====== Исходный текст ======

Продолжая комментарий, Кутузов пишет: «Таковое зрелище возбуждает в душах наших некоторое содрогание, подобное тому, которое сам сочинитель чувствовал в душе своей, когда мысленно приближается к смертному одру возлюбленного своего Филандра <...> Есть ли найдутся читатели, неспособные к чувствованиям сим, таковым возглашу я согласно с автором моим: удалитесь, о непросвещенные! или приближайтесь с высокопочитанием, примите благословение и благодарите щастливому случаю; <...> но естьли и здесь не изсцелитесь, то отложите на веки упование о возвращении здравия вашего» [Там же. С. 2]. Переводчик говорит о том, что поэма эта призвана вызвать у читателя душевный отклик, который касался бы как страха перед смертью, который он должен испытать, чтобы понять, что главное в жизни, так и переживания страданий героя вместе с ним, т. е. сочувствие. Примечательно, что при этом сочувствие воспринимается как качество, способное влиять на читателя, а именно менять его, воспитывать. Поэма Юнга в данном случае воспринимается Кутузовым как последний шанс для нечувствительных читателей исправиться, что свидетельствует, с одной стороны, о том, насколько высоко он оценивал эту поэму, а с другой - о том, что нечувствительность для него становится равнозначной недобродетельности. Хороший человек обязательно должен быть чувствительным, чувствительность воспринимается как добродетель. Эта мысль уже присутствовала в первом переводе М. В. Сушковой.

От общей характеристики он переходит к конкретным образам и выделяет сон, который является здесь ведущим. В оригинале:

I wake, emerging from a sea of dreams

Tumultuous; where my wreck'd,

desponding thought

From wave to wave of fancied

misery,

At random drove, her helm of reason lost:

Though now restored, 'tis only change of pain,

A bitter change! severer for severe [4. C. 1].

Я просыпаюсь, выходя из моря снов

Беспокойных; где моя сокрушенная унылая мысль

От волны к волне воображаемого отчаянья

Беспорядочно плыла, с поврежденным рулем рассудка:

Хотя сейчас восстановлена, это только смена боли,

Горькая перемена! с острой на более острую.

======

• Задания:
1. Ответьте по фрагменту о переводе поэмы Юнга на следующие вопросы:
(a) Чем Кутузов считает поэму Юнга для нечувствительных читателей?
(b) В чьем первом переводе уже присутствовала мысль о чувствительности как добродетели?
(c) Какой образ выделяется в поэме как ведущий?
2. Воспроизведите дословно часть фрагмента о переводе поэмы Юнга, которая открывается словами, содержащими «От волны к волне», и завершается словами «на более острую.».

====== Данные ======

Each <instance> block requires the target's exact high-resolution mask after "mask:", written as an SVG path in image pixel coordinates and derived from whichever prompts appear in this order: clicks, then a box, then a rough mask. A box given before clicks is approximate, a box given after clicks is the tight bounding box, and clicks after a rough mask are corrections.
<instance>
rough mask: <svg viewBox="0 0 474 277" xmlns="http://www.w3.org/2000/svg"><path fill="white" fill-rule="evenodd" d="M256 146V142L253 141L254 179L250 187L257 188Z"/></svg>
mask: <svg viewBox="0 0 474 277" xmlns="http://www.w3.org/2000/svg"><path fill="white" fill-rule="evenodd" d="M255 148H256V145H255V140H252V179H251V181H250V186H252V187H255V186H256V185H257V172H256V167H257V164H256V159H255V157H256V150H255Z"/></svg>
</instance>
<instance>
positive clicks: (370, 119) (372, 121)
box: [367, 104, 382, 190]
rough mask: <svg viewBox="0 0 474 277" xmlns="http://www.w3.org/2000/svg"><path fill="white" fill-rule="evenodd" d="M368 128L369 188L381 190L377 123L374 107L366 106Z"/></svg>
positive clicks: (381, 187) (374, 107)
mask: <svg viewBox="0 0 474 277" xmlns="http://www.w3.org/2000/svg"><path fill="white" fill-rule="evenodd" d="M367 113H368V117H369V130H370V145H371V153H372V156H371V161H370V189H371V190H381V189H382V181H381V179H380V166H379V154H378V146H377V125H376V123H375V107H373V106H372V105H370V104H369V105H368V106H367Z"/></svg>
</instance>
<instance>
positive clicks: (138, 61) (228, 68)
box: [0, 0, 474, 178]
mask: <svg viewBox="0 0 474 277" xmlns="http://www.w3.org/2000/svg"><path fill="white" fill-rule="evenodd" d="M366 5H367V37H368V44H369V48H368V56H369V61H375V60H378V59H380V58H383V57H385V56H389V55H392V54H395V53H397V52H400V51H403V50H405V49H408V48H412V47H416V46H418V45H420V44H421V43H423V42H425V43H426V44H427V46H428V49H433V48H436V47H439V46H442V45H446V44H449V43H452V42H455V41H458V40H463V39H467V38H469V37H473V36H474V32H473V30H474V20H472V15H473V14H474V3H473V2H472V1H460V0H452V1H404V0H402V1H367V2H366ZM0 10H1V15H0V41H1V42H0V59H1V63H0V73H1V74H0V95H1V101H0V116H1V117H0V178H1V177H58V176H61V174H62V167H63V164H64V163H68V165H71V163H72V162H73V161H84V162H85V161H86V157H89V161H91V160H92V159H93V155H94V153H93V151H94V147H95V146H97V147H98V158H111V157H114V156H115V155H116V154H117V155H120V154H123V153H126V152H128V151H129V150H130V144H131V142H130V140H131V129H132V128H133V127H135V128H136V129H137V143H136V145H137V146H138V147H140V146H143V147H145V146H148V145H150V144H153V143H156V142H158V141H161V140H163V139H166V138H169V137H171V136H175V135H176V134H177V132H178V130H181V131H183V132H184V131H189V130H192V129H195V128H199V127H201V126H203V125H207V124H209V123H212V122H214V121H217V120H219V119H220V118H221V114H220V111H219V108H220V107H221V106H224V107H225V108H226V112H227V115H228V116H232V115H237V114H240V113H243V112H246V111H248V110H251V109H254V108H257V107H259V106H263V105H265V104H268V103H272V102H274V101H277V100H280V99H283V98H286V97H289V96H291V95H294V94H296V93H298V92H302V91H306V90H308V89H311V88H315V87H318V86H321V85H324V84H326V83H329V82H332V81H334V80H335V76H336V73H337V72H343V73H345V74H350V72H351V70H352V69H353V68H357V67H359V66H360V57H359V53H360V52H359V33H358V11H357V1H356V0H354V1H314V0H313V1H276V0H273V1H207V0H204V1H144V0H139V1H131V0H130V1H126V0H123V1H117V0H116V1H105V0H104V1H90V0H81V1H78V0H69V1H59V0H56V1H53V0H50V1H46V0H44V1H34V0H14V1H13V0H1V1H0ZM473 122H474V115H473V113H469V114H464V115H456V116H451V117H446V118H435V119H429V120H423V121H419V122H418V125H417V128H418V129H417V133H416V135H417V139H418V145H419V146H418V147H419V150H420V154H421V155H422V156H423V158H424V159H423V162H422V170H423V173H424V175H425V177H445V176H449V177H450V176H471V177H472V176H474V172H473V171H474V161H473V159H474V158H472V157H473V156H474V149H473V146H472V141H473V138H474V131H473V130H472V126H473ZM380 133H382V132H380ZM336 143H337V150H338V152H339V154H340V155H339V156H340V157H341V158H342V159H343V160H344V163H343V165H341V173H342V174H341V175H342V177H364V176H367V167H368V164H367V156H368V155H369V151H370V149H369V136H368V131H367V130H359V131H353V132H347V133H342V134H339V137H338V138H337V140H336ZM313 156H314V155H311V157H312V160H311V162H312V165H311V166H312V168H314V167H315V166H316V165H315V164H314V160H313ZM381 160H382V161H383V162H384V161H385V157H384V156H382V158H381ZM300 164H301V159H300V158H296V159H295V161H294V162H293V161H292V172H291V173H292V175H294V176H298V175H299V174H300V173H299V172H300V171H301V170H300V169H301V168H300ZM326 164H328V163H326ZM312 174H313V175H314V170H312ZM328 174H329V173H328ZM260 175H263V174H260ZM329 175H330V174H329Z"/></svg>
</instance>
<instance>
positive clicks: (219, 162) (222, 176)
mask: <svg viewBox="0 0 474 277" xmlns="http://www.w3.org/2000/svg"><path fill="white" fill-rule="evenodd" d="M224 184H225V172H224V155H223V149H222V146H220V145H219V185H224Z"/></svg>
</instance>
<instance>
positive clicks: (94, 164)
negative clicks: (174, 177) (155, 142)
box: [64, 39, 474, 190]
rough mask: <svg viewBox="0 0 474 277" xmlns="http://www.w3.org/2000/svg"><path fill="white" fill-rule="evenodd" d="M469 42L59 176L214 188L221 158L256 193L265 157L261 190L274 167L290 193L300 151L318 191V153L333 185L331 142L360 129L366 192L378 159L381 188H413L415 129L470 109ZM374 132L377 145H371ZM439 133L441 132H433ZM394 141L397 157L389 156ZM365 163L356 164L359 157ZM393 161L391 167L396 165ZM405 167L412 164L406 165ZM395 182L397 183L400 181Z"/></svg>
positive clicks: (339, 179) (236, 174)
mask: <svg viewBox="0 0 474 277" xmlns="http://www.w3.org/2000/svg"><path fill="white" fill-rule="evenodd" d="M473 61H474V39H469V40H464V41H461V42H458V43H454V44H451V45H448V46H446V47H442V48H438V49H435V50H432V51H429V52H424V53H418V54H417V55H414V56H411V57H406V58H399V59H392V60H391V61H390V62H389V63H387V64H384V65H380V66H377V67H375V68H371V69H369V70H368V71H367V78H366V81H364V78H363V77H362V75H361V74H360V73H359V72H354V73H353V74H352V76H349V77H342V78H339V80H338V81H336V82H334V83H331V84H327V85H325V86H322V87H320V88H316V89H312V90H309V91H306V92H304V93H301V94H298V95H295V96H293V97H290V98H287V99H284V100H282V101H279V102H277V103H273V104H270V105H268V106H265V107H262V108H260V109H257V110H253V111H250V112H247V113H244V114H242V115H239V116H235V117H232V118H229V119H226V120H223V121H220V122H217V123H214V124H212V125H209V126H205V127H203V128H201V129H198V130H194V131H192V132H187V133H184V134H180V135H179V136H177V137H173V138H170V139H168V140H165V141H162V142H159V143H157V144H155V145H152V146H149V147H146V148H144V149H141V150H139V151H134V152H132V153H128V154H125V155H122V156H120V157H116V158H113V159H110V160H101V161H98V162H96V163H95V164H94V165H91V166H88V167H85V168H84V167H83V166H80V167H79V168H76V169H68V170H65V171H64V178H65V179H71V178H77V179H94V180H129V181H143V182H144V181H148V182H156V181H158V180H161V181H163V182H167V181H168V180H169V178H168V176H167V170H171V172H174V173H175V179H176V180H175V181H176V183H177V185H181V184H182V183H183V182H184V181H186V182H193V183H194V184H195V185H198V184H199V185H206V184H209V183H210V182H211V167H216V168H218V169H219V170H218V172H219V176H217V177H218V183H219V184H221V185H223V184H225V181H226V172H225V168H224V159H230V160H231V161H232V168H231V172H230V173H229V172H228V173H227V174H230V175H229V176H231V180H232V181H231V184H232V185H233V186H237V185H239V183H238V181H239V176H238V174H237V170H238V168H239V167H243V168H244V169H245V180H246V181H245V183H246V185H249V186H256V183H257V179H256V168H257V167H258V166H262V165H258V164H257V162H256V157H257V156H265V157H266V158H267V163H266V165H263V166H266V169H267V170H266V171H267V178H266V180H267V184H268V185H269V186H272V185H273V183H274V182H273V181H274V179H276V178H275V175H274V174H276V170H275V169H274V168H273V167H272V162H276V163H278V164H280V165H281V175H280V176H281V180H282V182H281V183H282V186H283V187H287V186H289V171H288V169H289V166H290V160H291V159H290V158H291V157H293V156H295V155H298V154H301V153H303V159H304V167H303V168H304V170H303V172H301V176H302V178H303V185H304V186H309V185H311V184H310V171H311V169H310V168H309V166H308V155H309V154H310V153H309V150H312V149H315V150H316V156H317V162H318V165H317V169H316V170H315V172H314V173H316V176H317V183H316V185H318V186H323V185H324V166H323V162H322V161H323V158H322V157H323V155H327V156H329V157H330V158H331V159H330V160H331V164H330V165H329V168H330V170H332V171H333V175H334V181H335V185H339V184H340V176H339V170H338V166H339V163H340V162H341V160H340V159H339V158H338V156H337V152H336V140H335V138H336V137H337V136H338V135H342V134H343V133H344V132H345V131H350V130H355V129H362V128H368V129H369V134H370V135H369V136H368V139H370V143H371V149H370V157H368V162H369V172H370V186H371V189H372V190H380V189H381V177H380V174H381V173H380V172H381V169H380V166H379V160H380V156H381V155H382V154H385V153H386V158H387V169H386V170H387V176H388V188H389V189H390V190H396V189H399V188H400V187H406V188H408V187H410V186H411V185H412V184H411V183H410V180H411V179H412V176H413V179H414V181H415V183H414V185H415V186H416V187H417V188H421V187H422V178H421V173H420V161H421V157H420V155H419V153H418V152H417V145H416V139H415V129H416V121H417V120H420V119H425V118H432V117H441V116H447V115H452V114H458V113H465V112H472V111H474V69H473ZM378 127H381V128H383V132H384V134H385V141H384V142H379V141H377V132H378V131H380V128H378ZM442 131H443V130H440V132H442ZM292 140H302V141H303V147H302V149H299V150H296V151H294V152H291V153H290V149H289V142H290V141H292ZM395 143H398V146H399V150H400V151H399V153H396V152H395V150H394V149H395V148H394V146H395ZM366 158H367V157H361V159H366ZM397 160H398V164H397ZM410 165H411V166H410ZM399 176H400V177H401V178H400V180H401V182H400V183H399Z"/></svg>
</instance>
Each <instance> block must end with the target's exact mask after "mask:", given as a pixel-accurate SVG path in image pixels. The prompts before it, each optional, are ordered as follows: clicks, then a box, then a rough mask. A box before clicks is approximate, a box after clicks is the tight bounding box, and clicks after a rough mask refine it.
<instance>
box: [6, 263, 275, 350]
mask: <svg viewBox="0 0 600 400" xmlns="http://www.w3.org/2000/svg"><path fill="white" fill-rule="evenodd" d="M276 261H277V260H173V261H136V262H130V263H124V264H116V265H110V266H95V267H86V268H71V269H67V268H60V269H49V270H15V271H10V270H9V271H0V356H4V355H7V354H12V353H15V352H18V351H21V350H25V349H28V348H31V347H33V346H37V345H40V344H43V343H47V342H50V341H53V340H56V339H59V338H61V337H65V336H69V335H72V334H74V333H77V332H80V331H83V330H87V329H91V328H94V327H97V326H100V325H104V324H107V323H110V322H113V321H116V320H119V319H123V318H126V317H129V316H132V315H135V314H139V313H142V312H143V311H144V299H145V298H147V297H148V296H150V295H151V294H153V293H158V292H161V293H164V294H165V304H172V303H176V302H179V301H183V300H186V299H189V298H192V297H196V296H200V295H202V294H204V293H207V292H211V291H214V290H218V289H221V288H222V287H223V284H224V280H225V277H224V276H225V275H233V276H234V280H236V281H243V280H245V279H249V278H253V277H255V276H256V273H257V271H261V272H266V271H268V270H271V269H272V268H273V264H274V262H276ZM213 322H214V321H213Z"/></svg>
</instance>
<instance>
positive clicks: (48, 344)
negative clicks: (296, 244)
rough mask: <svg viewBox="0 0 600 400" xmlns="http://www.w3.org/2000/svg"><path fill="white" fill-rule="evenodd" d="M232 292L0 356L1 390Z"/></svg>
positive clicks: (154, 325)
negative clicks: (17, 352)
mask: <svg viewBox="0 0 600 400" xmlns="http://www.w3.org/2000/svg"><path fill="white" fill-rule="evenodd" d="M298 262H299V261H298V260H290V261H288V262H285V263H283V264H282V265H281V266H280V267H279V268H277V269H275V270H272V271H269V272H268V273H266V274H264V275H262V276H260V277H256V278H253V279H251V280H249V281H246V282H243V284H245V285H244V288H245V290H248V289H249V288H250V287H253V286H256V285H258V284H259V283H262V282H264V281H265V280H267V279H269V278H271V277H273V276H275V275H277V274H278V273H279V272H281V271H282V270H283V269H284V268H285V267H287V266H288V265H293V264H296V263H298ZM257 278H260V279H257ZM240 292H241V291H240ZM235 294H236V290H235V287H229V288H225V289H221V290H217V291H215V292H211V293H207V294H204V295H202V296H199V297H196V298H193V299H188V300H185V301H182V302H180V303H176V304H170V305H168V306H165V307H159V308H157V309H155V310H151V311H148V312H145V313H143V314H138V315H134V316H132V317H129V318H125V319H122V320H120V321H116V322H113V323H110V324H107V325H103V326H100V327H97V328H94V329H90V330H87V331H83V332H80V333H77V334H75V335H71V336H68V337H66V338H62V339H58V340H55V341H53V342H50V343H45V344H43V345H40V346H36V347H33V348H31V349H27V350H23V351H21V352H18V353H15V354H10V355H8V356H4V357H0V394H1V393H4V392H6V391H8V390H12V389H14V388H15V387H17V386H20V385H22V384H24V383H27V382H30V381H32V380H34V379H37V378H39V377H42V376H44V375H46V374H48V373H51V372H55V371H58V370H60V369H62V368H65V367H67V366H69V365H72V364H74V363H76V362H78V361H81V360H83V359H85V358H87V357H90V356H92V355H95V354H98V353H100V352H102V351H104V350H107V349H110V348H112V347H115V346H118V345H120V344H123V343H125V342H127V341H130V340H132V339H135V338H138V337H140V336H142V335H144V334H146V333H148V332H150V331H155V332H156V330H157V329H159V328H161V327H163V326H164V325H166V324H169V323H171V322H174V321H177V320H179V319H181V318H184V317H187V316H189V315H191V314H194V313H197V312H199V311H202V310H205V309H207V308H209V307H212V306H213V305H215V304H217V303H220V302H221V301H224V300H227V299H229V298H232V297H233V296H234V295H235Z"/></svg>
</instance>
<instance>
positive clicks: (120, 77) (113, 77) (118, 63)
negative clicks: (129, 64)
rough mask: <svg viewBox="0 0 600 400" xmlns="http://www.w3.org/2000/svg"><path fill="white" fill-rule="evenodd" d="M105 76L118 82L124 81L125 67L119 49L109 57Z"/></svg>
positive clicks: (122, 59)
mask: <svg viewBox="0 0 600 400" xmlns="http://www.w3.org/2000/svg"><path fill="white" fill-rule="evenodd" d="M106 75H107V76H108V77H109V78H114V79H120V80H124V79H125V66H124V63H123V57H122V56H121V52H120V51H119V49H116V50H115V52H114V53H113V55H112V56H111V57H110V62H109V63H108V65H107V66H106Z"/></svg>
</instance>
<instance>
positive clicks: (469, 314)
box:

======

• Ответы к заданиям:
1.
(a) Последним шансом исправиться.
(b) В переводе М. В. Сушковой.
(c) Сон.

2.
От волны к волне воображаемого отчаянья

Беспорядочно плыла, с поврежденным рулем рассудка:

Хотя сейчас восстановлена, это только смена боли,

Горькая перемена! с острой на более острую.